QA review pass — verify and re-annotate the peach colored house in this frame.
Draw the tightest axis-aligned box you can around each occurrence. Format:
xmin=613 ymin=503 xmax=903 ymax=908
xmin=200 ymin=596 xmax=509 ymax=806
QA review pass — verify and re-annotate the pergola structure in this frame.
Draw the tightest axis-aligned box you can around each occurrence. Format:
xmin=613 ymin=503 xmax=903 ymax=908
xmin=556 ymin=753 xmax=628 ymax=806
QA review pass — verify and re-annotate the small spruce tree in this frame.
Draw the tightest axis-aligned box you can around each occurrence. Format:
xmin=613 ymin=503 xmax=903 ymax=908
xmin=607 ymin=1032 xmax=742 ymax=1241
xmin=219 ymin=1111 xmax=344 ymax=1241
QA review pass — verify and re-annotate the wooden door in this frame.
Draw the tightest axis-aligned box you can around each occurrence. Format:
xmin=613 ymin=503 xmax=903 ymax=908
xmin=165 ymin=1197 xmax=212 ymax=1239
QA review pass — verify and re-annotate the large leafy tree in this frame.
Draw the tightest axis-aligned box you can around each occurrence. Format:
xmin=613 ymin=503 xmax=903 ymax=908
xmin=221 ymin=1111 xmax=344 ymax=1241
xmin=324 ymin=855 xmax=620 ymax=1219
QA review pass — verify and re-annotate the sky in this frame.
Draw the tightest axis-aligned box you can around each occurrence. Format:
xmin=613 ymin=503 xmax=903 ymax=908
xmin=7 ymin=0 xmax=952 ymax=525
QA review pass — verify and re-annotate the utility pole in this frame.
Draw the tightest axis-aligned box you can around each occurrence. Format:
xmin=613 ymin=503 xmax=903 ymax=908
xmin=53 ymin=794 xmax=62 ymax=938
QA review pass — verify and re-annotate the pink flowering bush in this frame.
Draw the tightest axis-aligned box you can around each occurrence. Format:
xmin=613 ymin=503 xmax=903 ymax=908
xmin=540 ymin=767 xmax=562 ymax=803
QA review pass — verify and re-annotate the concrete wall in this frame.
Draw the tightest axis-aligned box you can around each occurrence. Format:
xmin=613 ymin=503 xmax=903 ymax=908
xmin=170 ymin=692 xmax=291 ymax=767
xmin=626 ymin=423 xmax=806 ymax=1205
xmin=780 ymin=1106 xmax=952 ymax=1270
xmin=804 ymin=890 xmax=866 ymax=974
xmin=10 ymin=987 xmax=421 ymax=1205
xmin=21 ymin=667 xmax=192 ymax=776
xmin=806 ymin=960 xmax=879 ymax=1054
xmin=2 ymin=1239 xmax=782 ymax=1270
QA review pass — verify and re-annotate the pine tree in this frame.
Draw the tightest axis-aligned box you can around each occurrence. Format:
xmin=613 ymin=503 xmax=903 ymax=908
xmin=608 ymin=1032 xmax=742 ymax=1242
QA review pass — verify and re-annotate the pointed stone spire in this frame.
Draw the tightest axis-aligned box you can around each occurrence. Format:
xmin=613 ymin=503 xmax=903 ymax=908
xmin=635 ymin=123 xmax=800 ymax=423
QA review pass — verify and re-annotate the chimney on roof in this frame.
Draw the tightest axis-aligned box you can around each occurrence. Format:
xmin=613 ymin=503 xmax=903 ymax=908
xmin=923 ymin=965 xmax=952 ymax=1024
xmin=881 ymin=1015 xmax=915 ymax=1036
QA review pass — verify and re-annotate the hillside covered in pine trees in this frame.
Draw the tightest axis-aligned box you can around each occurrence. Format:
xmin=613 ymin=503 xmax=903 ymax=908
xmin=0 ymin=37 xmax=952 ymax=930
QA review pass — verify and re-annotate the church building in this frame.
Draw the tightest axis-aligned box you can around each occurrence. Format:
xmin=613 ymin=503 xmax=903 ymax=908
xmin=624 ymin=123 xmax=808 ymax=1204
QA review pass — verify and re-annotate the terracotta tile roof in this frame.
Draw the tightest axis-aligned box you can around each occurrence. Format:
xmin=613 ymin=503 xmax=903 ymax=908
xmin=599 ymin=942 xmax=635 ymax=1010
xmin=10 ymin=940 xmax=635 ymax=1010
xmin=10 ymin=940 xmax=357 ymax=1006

# # #

Reproduce every one of the records above line for line, with no changes of any kind.

▶ **WRITTEN ANSWER**
QA review pass — verify and re-annotate the peach colored house in this frame.
Draw the tightest axis-aligned box you can around each occurrence. Format:
xmin=613 ymin=503 xmax=903 ymax=908
xmin=200 ymin=596 xmax=509 ymax=806
QA review pass — verify and re-annotate the pergola structure in this frame.
Draw the tightest axis-aligned box you can around each occurrence. Format:
xmin=613 ymin=503 xmax=903 ymax=908
xmin=556 ymin=753 xmax=628 ymax=806
QA review pass — verify and re-annotate the small spruce tree in this frame.
Draw the tightest axis-aligned box you can around each occurrence. Format:
xmin=613 ymin=503 xmax=903 ymax=908
xmin=607 ymin=1032 xmax=742 ymax=1241
xmin=219 ymin=1111 xmax=344 ymax=1241
QA review pass — verify and re-annotate the wooden door in this frame.
Draw the tightest axis-aligned box you can around each occurrence. Format:
xmin=613 ymin=503 xmax=903 ymax=908
xmin=165 ymin=1197 xmax=212 ymax=1239
QA review pass — verify and re-annotate the large leafy tree in this frame.
Draw the tightest axis-aligned box you can around each occurrence. Format:
xmin=613 ymin=503 xmax=903 ymax=908
xmin=221 ymin=1111 xmax=344 ymax=1241
xmin=324 ymin=855 xmax=620 ymax=1219
QA review pass — verify and re-annotate the sky in this frame.
Draw the tightest axis-aligned box you can around each occurrence. Format:
xmin=613 ymin=503 xmax=903 ymax=908
xmin=7 ymin=0 xmax=952 ymax=525
QA review pass — verify and re-annotate the utility pole in this frame.
Draw the tightest axis-aligned box you can around each occurrence. Format:
xmin=613 ymin=503 xmax=903 ymax=908
xmin=53 ymin=794 xmax=62 ymax=938
QA review pass — verify and re-annotate the pink flowering bush in this frame.
Draw the tightest axis-aligned box you can around each occurrence. Format:
xmin=613 ymin=503 xmax=903 ymax=908
xmin=540 ymin=767 xmax=562 ymax=803
QA review pass — verify and re-annotate the concrete wall in this frame.
Draw the tightest axis-aligned box you can around each occurrence. Format:
xmin=613 ymin=503 xmax=903 ymax=908
xmin=170 ymin=692 xmax=291 ymax=767
xmin=626 ymin=423 xmax=806 ymax=1205
xmin=780 ymin=1106 xmax=952 ymax=1270
xmin=804 ymin=890 xmax=866 ymax=974
xmin=10 ymin=987 xmax=421 ymax=1205
xmin=21 ymin=667 xmax=192 ymax=776
xmin=806 ymin=960 xmax=879 ymax=1054
xmin=2 ymin=1239 xmax=782 ymax=1270
QA review pass — verify and re-annotate the pine tree in this frame.
Draw the tightest axis-aligned box you can around each occurrence. Format:
xmin=613 ymin=503 xmax=903 ymax=908
xmin=608 ymin=1032 xmax=742 ymax=1242
QA review pass — verify and re-annotate the pointed stone spire in this frame.
Draw the tightest axis-aligned box you can around each occurrence. Format:
xmin=613 ymin=503 xmax=903 ymax=908
xmin=635 ymin=123 xmax=800 ymax=423
QA review pass — verify and re-annotate the chimney on roof in this frame.
Draw the tightest axis-aligned box you can around each occurrence. Format:
xmin=613 ymin=503 xmax=903 ymax=908
xmin=923 ymin=965 xmax=952 ymax=1024
xmin=881 ymin=1015 xmax=915 ymax=1036
QA review pass — verify and re-annotate the hillside covered in pine trees in this frame.
Draw the tightest axis-aligned box you can around each occurrence. Format:
xmin=613 ymin=503 xmax=903 ymax=908
xmin=0 ymin=37 xmax=952 ymax=930
QA review pass — verify and re-annotate the church building in this frame.
Draw the tightest axis-aligned box you can around each occurrence. Format:
xmin=613 ymin=503 xmax=903 ymax=908
xmin=624 ymin=123 xmax=808 ymax=1204
QA review pass — verify and re-annotate the terracotta tile roof in this frame.
Draw the tightest axis-aligned box you can around each occurrence. Format:
xmin=613 ymin=503 xmax=903 ymax=908
xmin=599 ymin=942 xmax=635 ymax=1010
xmin=10 ymin=940 xmax=635 ymax=1010
xmin=10 ymin=940 xmax=357 ymax=1006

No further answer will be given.